### Task to carry out
Rewrite the stretch of the gossip post from "Here’s your daily" through "under CRAAAAZY TALK.", replacing "The Sun" with "the tabloid press".

### Supplied text

August 31, 2009 / Posted by:

Here’s your daily dose of Michael Jackson fanfiction courtesy of The Sun! They have it on good authority (aka the visions they saw after dropping acid while watching The Good Son) that Macaulay Culkin is Blanket Jackson’s biological father. Even Claire Cruise has filed this under CRAAAAZY TALK.

A source said that 29-year-old Macaulay donated sperm which was used to create 7-year-old Blanket. The source went on to fart, “This isn’t just chitter-chatter, even Culkin suspects he’s Blanket’s father. So many names have been mentioned as prospective dads, and this is probably the wackiest yet. But Jackson and Culkin were best friends. He was one of the few people Jackson really trusted and Mack never let him down. Really, Jackson idolised him – that’s why he asked Mack to donate sperm. Deep down, I think he always wished Mack was his son. Creating Blanket was the next best thing.”

Macaulay, who is godfather to two of Michael’s children, has yet to comment on death of Michael Jackson. And of course, he wouldn’t comment on this mess. Maybe he used it to wipe his ass after a serious bowel movement, but he didn’t issue any statements about it.

I should’ve seen the Macaulay rumors from a million miles away. Expect to see this headline in the next edition of Weekly World News: EXCLUSIVE! Linus van Pelt is Blanket’s true biological father! Actually, I’d believe that one.

### Available data
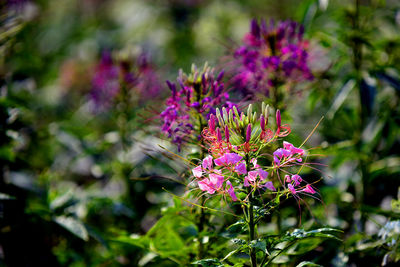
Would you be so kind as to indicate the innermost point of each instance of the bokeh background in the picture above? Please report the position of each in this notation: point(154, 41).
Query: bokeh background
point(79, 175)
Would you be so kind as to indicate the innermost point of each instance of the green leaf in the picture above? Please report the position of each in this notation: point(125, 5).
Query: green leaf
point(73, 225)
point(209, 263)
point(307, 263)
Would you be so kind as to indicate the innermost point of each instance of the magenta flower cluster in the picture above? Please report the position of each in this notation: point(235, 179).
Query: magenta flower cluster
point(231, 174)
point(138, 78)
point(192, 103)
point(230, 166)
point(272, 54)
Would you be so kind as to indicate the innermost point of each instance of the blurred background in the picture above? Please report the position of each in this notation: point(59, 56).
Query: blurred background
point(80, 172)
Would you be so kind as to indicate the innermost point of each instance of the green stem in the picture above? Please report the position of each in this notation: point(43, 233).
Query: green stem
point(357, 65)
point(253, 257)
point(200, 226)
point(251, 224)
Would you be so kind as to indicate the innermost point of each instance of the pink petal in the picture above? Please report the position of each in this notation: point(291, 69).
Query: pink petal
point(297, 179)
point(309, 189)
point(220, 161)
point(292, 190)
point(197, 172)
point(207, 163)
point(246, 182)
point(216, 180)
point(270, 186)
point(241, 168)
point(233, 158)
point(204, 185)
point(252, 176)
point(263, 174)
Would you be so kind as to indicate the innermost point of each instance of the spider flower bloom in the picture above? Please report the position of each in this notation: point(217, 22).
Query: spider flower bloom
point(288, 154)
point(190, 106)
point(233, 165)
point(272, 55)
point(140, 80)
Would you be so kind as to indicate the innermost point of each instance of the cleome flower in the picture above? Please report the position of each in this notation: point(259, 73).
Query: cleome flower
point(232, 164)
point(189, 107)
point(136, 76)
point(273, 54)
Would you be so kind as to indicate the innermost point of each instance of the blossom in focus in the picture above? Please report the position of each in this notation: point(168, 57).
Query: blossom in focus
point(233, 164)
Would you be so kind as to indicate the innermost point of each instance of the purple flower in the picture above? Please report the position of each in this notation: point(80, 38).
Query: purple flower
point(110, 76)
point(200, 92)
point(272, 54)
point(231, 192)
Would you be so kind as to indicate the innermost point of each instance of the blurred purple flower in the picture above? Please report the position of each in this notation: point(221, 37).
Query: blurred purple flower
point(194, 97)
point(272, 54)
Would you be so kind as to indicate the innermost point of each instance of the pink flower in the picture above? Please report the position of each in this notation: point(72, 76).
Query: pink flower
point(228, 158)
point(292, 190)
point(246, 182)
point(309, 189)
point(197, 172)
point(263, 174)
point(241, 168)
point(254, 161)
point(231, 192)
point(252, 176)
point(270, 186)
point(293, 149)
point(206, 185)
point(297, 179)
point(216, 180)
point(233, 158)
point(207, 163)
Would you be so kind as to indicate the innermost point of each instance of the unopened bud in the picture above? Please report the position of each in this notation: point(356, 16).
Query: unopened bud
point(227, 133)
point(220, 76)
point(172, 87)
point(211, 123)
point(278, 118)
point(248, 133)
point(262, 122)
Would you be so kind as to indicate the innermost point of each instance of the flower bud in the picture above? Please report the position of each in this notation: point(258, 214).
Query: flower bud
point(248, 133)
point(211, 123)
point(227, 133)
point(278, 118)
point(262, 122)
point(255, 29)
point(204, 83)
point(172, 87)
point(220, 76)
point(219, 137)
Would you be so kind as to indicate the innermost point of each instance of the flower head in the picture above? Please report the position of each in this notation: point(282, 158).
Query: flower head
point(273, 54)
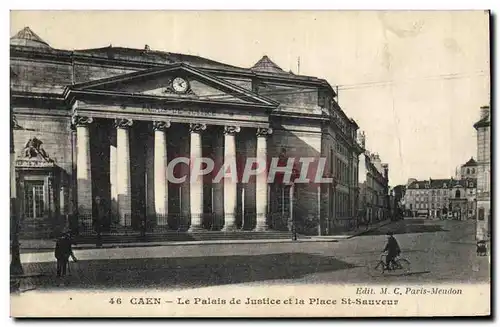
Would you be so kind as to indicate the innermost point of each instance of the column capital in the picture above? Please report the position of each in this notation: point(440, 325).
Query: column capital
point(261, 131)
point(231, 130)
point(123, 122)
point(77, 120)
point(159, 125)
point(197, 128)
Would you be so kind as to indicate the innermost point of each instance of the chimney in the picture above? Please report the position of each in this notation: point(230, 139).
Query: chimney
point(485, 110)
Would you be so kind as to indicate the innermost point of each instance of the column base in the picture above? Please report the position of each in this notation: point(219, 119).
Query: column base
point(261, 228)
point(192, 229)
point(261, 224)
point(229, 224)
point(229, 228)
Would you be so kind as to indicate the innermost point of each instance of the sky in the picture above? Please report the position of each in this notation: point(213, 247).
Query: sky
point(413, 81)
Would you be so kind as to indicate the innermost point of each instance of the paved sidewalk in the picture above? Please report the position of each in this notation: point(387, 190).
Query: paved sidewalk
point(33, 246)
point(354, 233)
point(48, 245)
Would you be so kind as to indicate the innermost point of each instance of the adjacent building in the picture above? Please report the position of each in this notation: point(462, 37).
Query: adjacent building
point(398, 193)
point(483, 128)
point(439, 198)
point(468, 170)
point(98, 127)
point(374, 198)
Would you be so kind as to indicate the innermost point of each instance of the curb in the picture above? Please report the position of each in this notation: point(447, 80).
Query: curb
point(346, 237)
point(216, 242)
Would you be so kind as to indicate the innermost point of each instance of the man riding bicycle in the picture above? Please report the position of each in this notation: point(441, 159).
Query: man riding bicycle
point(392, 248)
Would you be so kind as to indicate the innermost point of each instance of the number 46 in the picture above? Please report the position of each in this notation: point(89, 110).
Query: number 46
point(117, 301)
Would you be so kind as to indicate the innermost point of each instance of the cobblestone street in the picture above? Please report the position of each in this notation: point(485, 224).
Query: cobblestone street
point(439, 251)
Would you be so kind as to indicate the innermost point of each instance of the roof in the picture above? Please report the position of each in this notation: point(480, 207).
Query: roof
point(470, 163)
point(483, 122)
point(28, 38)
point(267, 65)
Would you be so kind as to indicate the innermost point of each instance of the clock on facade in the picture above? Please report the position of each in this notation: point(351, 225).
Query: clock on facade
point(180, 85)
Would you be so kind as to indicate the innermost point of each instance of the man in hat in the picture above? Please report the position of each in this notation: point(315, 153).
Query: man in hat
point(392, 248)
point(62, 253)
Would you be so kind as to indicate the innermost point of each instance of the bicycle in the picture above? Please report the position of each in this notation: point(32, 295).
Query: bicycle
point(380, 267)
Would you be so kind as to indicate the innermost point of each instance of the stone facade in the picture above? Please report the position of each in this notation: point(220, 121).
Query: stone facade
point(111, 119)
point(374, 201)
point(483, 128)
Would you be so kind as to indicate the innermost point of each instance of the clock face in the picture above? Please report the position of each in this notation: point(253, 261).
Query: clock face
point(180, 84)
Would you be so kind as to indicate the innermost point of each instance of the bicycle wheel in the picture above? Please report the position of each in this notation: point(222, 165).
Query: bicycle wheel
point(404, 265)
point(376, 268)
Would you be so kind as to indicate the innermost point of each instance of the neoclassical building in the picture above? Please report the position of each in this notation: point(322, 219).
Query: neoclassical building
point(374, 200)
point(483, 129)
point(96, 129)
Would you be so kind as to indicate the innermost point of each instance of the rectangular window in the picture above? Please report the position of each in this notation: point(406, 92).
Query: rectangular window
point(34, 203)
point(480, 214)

### Exercise response
Here’s your daily dose of Michael Jackson fanfiction courtesy of the tabloid press! They have it on good authority (aka the visions they saw after dropping acid while watching The Good Son) that Macaulay Culkin is Blanket Jackson’s biological father. Even Claire Cruise has filed this under CRAAAAZY TALK.